SOURCE DOCUMENT:

◇ ◇ ◇ ◇ ◇ ◇ ◇

Some day, Yogi Patel expects to enjoy the best of both worlds – starting a successful company while enjoying a career in academia. Apparently, ‘some day’ may not be very far off for Patel, a third-year Ph.D. student in the Wallace H. Coulter Department for Biomedical Engineering, who recently won a Young Investigator Award at the IEEE BRAIN Grand Challenges Conference.
The mid-November conference, put on by the Engineering in Medicine and Biology Society (EMBS) of the Institute of Electrical and Electronics Engineers (IEEE), preceded the Society for Neuroscience Annual Meeting in Washington, D.C. The EMBS meeting focused on engineering challenges related to President Obama’s BRAIN (for Brain Research through Advancing Innovative Neurotechnologies) Initiative.
Another goal of the conference was to recognize outstanding young investigators working on innovative research. There were 13 BRAIN Grand Challenge Young Investigator Award winners, students from a range of institutions, including Harvard, Stanford, M.I.T., and one from the Georgia Institute of Technology, Patel, who works in the lab of Robert Butera (professor of electrical and computer engineering who holds a joint appointment in the Coulter Department).
“A lot of the work in our lab is based on peripheral nerve stimulation. Nerves are like cables that let us interact with the world and a lot of our work is focused on answering questions such as, how do you selectively stimulate nerves using electricity, how do you selectively block them using electricity, and what information can we read from them,” says Patel, whose research involves the incorporation of micro-needle technology from Atlanta-based Axion BioSystems with standard nerve cuff electrode technology.
“We’re trying to get close to the source of the signal, which is inside the nerve,” he adds. “The use of micro-needles enables a safe and effective way of recording neural activity from inside the nerve, as opposed to the outside. This may not be a huge leap forward, but it is an incremental leap that helps gain new insights on the types of activity underlying specific neural circuits.”
The idea, essentially, is to improve our ability to read and write to the brain through peripheral nerves. Patel and his fellow researchers are developing technology for better, more precise tools when it comes to recording from the nervous system. “We’re sort of listening in with higher resolution and picking up things we couldn’t pick up before,” says Patel, who also spends time as a mentor in the Petit Scholar program. “The idea is to provide better ways to get better measurements.”
It’s work that he expects will be published early next year and work that will be commercialized, which gets back to the two worlds Patel wants to inhabit – entrepreneur businessman and academic researcher.
“I really want to work at that interface of science and industry – because both worlds are good at their respective things,” he says. “I think that would provide a better way to identify and understand what the rest of the world around us needs.”

◇ ◇ ◇ ◇ ◇ ◇ ◇

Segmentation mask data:

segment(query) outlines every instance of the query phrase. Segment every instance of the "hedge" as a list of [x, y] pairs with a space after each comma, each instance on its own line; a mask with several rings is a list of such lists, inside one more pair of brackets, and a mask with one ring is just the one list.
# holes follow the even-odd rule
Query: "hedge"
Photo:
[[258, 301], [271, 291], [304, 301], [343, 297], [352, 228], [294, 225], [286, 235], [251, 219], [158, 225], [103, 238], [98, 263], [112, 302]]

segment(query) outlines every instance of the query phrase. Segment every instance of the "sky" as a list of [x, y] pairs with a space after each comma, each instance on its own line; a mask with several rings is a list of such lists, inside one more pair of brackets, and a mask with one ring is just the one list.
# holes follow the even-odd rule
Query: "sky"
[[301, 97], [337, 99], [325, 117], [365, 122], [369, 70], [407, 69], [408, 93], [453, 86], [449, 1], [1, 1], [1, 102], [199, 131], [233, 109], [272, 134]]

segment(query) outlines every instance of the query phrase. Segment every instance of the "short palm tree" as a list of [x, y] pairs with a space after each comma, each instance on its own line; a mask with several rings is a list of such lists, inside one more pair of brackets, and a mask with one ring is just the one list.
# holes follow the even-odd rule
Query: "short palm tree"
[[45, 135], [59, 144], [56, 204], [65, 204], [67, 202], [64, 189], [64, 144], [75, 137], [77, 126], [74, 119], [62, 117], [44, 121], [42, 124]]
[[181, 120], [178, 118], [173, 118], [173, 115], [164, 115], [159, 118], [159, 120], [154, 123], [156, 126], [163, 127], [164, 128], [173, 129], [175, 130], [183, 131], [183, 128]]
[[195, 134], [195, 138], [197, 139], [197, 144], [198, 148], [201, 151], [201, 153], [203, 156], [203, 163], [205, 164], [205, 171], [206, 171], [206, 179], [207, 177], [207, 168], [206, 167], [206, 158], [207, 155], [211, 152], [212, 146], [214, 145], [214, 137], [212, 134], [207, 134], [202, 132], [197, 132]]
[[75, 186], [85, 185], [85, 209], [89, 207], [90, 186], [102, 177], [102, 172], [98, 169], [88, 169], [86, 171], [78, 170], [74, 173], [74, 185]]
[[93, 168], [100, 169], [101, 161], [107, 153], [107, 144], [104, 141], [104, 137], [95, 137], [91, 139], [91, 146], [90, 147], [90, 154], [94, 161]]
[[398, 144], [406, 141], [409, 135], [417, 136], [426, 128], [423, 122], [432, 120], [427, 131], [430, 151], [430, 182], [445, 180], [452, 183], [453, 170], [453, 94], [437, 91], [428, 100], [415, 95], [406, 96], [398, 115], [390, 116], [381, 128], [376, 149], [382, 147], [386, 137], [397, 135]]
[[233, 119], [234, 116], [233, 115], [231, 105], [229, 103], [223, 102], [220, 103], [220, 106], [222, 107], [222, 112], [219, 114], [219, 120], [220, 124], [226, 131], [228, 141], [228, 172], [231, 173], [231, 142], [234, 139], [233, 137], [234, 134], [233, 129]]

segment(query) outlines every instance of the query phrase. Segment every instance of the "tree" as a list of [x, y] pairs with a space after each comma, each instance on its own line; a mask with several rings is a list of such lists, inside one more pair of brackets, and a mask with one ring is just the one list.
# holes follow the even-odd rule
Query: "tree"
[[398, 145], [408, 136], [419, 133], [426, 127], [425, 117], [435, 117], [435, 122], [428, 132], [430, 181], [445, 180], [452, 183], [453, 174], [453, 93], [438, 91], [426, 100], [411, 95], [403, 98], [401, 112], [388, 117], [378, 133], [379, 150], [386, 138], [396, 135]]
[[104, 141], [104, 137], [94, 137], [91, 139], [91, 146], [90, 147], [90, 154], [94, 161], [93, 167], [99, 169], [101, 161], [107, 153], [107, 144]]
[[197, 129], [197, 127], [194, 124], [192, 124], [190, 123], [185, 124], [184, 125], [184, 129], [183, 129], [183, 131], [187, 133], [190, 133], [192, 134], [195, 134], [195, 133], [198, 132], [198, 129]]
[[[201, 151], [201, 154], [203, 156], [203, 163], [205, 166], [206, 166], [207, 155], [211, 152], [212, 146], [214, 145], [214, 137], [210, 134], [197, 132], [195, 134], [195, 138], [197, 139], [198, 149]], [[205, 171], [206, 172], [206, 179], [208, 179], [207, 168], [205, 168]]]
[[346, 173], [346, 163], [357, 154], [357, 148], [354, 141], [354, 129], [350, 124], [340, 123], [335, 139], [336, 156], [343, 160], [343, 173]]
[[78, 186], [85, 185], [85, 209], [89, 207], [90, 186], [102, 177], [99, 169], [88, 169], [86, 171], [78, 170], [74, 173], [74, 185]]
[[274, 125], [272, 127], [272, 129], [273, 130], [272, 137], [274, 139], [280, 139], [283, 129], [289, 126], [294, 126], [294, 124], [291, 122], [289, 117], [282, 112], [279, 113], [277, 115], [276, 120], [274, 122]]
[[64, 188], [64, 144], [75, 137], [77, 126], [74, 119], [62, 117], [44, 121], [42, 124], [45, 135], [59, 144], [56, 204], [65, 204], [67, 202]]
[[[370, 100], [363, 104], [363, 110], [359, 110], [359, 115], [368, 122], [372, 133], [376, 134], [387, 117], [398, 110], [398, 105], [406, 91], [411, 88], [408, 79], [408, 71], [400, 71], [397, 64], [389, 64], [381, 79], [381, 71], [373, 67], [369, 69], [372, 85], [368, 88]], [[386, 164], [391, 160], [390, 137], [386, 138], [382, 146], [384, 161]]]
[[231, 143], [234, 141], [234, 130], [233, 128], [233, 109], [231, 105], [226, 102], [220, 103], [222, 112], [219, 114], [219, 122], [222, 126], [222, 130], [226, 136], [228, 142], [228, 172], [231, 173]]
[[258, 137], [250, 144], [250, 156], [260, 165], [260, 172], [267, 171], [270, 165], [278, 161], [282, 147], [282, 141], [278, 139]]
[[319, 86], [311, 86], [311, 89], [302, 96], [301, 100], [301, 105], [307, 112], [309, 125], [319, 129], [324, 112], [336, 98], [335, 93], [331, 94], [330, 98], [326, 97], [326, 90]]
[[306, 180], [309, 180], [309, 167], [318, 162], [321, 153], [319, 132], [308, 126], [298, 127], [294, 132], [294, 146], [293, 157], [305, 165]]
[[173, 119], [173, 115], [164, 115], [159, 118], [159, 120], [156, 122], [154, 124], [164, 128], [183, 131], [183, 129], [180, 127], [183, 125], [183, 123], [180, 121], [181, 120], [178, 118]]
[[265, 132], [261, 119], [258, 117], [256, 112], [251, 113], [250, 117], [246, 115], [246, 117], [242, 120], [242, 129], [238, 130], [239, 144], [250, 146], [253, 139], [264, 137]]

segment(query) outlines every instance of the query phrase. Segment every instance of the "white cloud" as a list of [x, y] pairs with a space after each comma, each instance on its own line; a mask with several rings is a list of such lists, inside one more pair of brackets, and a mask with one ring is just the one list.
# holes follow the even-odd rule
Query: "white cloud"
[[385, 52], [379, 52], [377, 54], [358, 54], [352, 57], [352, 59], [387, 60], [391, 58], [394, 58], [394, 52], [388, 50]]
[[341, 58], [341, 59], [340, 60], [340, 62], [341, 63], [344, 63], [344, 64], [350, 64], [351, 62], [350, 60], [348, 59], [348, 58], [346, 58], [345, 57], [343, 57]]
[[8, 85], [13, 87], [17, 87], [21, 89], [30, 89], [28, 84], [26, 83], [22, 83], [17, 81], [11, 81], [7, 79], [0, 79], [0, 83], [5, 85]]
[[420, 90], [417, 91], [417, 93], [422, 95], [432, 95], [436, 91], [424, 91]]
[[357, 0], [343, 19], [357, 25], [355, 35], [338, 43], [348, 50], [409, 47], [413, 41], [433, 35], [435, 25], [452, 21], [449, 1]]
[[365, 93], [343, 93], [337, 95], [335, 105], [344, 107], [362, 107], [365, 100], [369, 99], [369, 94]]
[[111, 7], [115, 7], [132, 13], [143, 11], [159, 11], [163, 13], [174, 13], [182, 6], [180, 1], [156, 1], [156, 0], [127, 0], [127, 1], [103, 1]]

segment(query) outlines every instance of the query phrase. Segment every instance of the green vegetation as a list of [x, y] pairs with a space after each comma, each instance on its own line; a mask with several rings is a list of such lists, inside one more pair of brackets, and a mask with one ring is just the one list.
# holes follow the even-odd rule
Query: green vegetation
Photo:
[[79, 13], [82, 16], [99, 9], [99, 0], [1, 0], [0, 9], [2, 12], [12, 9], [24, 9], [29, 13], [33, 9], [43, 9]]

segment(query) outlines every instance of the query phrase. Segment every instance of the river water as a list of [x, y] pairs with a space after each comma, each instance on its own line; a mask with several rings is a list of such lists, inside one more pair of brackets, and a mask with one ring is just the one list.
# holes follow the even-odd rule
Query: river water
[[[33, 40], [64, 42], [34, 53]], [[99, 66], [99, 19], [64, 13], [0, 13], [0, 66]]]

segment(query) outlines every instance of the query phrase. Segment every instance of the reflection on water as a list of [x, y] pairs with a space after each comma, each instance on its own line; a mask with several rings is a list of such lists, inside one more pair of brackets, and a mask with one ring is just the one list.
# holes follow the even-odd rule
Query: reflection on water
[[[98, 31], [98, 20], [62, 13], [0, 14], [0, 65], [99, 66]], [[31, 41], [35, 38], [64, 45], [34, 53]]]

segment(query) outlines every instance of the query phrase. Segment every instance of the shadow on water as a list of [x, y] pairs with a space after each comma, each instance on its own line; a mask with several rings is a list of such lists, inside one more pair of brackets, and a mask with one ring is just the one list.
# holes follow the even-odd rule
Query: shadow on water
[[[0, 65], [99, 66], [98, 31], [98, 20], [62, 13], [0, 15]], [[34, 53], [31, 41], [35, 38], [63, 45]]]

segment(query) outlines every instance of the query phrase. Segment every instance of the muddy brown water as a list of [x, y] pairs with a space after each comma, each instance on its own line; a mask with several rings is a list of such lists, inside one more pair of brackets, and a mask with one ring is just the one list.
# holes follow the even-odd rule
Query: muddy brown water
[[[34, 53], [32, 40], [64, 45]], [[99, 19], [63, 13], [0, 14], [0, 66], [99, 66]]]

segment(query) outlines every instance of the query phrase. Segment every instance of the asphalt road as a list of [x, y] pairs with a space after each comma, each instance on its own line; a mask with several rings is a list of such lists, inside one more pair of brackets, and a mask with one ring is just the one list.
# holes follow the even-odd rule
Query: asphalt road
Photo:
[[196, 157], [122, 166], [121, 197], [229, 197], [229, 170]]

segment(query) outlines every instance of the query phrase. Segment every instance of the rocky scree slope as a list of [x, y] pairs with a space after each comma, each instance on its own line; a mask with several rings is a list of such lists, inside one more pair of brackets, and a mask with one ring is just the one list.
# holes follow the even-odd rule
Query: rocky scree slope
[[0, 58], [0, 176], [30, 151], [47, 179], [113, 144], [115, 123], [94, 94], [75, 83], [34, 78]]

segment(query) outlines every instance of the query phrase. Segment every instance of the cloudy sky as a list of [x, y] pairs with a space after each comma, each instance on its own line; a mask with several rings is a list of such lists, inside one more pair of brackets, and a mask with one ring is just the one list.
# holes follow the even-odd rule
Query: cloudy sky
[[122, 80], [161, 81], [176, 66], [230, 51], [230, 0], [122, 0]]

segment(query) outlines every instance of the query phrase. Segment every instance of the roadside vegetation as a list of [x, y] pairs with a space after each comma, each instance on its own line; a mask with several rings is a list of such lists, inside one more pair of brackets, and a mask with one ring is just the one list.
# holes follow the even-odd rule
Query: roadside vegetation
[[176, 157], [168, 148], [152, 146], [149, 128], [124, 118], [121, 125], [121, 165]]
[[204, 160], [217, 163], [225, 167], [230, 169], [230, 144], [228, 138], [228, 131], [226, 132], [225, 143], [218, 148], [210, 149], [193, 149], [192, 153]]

◇ ◇ ◇ ◇ ◇ ◇ ◇

TASK TO CARRY OUT:
Copy the part of the Yogi Patel article that begins at the words "Another goal of" and stops after "the Coulter Department).", substituting "Georgia Tech" for "Georgia Institute of Technology". The data here is material of its own, apart from the article.

EXERCISE OUTPUT:
Another goal of the conference was to recognize outstanding young investigators working on innovative research. There were 13 BRAIN Grand Challenge Young Investigator Award winners, students from a range of institutions, including Harvard, Stanford, M.I.T., and one from the Georgia Tech, Patel, who works in the lab of Robert Butera (professor of electrical and computer engineering who holds a joint appointment in the Coulter Department).